> TASK
Do these statements agree with the comment thread below? For each, answer yes or no and quote the words of the thread that decide it. 1. The patient whose college mandated a booster was 20 years old. 2. One commenter gives a background myocarditis rate of 2 for the unvaccinated. 3. The physician at the college agreed that the patient's risk was low.

> GIVEN PASSAGE
-*-*-

An interview with a pro-vax, pro-kid, pro-safety, courageous physician-epidemiologist
My favorite substack yet! I want to forward this to every physician in my multi-specialty group!! My lowest point in the pandemic came discussing the risk benefit analysis for a young healthy patient who was in tears because her college mandated a booster dose for her to return to campus. I spoke to the physician at the college on her behalf. He insisted I didn’t understand how high her risk was despite already being vaccinated at 20 years old without any medical problems.
Everyone should read this!!! Thank you, Dr. Prasad and Dr. Hoeg! We appreciate all your hard work!
This highlights the "madison avenue" hucksterism that lurks behind the numbers, does it not? Vaccines were originally widely touted as having a 95% reduction rate, relative to an unvaxxed person. Relative improvement, not absolute.
Background rate of myocarditis is 2 for the unvaxxed, rises to 162 for the vaxxed. Same 'relative improvement' methodology applied? Going unvaxxed shows a 98+% risk reduction advantage for the young who remain unvaxxed.
Why the public health authorities continue to push the experimental vaccines on the young is beyond me.

-*-*-

> DATASET EXTRACT
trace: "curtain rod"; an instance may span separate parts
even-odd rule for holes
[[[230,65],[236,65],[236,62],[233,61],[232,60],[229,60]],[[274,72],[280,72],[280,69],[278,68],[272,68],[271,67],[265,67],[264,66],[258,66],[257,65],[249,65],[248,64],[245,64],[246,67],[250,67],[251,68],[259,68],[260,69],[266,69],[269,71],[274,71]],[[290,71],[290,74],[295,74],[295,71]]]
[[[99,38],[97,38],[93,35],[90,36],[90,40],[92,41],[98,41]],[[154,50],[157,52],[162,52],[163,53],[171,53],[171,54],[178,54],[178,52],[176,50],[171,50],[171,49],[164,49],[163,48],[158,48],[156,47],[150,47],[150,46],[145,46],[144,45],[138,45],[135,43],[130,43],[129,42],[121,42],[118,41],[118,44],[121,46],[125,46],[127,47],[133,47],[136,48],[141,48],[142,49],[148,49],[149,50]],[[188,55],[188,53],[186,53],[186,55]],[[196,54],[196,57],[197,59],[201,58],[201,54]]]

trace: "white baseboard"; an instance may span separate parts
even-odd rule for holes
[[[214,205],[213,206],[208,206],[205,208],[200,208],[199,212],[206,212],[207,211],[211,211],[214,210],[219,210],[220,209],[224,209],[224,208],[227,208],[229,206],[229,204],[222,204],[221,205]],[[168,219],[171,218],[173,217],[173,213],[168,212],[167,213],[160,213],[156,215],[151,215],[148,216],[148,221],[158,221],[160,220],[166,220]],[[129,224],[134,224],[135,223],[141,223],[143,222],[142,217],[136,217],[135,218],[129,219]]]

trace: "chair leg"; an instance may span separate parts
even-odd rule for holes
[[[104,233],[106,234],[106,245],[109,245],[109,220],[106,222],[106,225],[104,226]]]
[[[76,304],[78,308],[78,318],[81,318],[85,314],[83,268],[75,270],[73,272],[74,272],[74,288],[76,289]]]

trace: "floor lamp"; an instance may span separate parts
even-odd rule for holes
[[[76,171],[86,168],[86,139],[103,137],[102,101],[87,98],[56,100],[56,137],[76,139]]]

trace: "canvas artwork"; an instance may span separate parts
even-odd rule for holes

-*-*-

> ANSWER FOR THIS EXERCISE
1. Yes: "already being vaccinated at 20 years old without any medical problems."
2. Yes: "Background rate of myocarditis is 2 for the unvaxxed"
3. No: "He insisted I didn’t understand how high her risk was"